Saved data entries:
━━━━━━━━
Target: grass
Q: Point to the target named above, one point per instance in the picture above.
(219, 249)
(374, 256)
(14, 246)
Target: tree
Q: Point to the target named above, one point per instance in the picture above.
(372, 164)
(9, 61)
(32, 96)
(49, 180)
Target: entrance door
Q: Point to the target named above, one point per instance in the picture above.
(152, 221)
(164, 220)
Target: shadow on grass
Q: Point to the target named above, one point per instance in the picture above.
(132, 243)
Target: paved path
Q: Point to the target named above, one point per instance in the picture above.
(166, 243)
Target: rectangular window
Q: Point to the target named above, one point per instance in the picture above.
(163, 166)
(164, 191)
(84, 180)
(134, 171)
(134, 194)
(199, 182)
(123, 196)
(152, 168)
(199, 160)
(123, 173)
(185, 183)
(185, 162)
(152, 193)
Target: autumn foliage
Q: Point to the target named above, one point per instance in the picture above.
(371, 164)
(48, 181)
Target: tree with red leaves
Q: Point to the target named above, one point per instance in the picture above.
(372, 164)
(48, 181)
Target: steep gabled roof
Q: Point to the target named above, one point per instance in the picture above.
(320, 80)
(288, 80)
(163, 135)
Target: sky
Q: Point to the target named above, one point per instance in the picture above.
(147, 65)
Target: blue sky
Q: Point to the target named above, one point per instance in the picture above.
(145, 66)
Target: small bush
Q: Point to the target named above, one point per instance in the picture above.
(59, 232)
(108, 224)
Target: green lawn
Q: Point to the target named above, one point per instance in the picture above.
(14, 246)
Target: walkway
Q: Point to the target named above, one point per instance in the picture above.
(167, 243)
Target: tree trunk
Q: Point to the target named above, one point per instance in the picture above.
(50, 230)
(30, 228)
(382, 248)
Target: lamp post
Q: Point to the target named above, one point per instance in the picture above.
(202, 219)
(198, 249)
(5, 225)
━━━━━━━━
## Exercise objective
Using the data above, reproduce exactly the lines from the line that contains "Target: blue sky" through the line that contains "Target: lamp post", including both.

## Result
Target: blue sky
Q: Point to the target named above, one point per instance in the picture above.
(145, 66)
Target: small bush
Q: Point to the target named above, one point per instance in the picture above.
(59, 232)
(108, 224)
Target: green lawn
Q: Point to the target named above, one point per instance in the picture above.
(14, 246)
Target: walkway
Q: Point to the target named above, one point per instance in the picture above.
(167, 243)
Target: tree trunk
Q: Point to the target named above, one point per instance in the picture above.
(50, 230)
(30, 228)
(382, 248)
Target: lamp post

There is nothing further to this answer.